→ **Enunciado del ejercicio**
Cuenta las líneas de las filas siguientes que contienen la cadena "wrinkled". Responde únicamente con el número.

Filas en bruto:
+++
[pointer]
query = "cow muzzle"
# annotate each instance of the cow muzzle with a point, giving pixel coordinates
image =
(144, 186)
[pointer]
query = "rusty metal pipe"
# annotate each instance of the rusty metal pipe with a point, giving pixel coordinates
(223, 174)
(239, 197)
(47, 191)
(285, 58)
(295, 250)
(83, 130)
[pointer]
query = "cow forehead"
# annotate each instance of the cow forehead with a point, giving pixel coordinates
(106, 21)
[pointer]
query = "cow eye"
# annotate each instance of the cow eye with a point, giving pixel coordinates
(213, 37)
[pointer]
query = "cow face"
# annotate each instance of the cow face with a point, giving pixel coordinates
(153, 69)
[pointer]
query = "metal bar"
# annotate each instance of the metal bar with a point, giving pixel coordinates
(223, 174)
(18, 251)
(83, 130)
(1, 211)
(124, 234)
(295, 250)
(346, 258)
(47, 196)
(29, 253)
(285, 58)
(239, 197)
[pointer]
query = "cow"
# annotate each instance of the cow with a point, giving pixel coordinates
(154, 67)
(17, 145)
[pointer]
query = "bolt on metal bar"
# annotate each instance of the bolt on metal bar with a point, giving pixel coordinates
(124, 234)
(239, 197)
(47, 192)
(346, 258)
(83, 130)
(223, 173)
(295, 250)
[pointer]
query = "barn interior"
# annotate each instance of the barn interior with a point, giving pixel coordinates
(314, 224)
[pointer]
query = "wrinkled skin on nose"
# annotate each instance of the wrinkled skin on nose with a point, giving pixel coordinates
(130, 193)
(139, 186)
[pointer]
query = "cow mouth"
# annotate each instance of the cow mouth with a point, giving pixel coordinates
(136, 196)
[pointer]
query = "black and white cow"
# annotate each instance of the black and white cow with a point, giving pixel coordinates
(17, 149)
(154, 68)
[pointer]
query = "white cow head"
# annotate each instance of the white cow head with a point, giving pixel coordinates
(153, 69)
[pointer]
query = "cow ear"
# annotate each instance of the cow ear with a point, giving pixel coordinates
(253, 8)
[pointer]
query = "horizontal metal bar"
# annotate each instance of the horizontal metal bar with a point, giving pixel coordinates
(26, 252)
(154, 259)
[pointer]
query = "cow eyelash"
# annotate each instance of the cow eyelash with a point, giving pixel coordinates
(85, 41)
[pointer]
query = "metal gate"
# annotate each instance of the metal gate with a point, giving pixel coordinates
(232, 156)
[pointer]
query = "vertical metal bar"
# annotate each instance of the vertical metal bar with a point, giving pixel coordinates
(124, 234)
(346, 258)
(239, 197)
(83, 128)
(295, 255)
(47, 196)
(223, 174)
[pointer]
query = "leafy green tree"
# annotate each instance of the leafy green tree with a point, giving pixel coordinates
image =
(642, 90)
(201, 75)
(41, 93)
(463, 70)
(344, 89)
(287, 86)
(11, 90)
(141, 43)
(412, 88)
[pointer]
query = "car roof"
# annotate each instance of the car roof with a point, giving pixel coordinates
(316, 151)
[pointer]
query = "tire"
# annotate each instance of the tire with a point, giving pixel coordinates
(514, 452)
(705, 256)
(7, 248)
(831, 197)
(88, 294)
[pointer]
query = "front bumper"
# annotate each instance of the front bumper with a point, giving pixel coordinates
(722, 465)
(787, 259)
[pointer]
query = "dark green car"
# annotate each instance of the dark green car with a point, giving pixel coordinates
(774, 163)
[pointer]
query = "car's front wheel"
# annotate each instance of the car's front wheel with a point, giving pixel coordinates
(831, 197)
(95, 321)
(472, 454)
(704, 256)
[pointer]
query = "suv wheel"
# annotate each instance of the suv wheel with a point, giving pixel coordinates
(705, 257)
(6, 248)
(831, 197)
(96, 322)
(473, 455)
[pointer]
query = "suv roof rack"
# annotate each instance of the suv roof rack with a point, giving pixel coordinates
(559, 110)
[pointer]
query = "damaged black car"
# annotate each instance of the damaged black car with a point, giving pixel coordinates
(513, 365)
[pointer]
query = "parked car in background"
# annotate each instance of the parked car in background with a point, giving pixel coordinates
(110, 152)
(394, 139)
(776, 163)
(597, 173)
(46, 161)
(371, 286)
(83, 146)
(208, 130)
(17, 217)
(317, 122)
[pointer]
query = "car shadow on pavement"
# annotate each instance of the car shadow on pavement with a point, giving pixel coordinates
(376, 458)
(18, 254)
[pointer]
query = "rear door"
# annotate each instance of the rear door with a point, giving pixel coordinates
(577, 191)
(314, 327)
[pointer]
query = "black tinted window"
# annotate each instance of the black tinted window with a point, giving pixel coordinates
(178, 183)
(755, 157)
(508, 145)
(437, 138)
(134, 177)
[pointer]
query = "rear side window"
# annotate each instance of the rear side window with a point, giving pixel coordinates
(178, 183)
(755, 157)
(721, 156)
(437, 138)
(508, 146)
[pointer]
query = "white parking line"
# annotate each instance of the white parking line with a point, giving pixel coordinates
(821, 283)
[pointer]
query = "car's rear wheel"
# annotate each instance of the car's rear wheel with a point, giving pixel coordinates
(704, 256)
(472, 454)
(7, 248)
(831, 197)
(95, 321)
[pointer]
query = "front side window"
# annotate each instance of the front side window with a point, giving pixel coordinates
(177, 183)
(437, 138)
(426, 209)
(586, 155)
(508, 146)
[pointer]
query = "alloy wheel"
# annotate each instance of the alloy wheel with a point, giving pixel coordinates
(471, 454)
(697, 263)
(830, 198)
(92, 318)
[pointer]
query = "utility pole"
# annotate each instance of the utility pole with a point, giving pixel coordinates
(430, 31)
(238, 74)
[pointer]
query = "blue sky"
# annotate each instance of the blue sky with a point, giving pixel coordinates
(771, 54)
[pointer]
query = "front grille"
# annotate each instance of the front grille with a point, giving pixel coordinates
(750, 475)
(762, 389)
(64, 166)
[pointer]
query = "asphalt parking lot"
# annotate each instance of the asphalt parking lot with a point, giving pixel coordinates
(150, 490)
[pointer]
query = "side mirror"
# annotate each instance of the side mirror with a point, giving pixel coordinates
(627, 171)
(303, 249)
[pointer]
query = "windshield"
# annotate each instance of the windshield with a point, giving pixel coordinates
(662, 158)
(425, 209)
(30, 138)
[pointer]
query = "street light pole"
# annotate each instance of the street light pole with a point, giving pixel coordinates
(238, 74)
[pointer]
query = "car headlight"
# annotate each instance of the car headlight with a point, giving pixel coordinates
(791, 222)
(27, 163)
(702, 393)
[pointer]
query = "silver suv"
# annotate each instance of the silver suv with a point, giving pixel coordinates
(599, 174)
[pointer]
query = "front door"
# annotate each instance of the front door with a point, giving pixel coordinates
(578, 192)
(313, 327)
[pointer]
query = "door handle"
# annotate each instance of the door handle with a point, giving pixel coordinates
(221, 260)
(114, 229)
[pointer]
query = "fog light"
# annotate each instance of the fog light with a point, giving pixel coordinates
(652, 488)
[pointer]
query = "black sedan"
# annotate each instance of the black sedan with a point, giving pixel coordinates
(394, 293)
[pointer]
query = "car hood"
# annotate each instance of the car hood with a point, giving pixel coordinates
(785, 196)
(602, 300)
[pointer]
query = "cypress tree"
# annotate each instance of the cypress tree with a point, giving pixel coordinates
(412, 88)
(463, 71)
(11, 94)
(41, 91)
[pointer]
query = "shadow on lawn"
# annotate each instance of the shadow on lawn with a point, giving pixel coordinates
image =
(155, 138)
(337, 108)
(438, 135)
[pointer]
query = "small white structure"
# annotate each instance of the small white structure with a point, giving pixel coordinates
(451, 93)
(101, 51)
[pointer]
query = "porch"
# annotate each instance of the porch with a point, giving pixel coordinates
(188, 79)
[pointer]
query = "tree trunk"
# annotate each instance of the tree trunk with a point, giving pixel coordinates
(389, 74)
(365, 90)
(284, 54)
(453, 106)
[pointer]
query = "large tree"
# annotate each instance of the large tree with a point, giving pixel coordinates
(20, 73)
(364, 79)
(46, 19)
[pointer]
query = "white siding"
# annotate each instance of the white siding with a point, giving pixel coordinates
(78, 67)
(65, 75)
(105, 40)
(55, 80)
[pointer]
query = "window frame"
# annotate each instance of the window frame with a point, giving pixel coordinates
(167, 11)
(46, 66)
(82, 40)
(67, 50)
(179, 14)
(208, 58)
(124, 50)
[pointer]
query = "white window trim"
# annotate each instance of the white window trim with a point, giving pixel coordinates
+++
→ **Solución del problema**
2